▸ RECORD EXCERPTS:

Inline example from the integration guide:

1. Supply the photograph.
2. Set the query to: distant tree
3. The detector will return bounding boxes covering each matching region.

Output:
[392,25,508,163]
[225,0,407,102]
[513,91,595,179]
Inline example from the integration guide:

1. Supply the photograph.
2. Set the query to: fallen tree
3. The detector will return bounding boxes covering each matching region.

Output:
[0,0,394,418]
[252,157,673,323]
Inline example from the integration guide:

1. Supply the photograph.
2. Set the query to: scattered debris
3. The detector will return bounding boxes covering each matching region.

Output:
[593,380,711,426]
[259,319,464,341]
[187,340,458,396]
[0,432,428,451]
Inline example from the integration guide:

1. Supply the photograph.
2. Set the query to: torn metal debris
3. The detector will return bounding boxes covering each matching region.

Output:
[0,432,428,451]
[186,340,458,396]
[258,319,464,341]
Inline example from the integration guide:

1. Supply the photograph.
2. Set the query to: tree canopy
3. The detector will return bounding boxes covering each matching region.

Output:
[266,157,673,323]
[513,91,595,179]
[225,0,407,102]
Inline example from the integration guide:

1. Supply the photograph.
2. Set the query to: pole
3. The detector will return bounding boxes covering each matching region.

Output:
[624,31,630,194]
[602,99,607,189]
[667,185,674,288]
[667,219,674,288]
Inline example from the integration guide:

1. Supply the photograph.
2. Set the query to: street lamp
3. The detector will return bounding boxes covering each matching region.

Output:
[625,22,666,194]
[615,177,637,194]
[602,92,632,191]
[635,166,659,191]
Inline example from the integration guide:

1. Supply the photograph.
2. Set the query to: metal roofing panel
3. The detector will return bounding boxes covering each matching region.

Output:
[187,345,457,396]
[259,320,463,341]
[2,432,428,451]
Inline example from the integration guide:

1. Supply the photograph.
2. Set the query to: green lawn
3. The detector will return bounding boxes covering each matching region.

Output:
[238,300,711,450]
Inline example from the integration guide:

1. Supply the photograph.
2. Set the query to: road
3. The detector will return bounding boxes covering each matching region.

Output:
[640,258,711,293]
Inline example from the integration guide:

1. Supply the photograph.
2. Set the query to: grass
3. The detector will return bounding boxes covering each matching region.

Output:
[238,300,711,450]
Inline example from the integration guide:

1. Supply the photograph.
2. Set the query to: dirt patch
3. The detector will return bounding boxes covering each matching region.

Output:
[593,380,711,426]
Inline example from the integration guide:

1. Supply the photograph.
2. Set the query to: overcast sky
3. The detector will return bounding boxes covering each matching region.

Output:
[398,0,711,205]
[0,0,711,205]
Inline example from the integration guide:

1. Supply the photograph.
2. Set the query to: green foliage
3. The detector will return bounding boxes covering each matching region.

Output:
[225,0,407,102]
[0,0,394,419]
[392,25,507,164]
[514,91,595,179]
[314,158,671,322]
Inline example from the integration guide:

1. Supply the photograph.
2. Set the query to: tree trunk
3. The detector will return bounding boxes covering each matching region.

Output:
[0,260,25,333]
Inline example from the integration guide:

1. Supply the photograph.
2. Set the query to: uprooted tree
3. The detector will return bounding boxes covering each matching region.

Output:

▸ GOAL OF THE EXERCISE:
Show each line of the items that contains the word "debris".

▸ COMPLETED TASK:
2. Set the query to: scattered debris
2. Set the query to: torn metal debris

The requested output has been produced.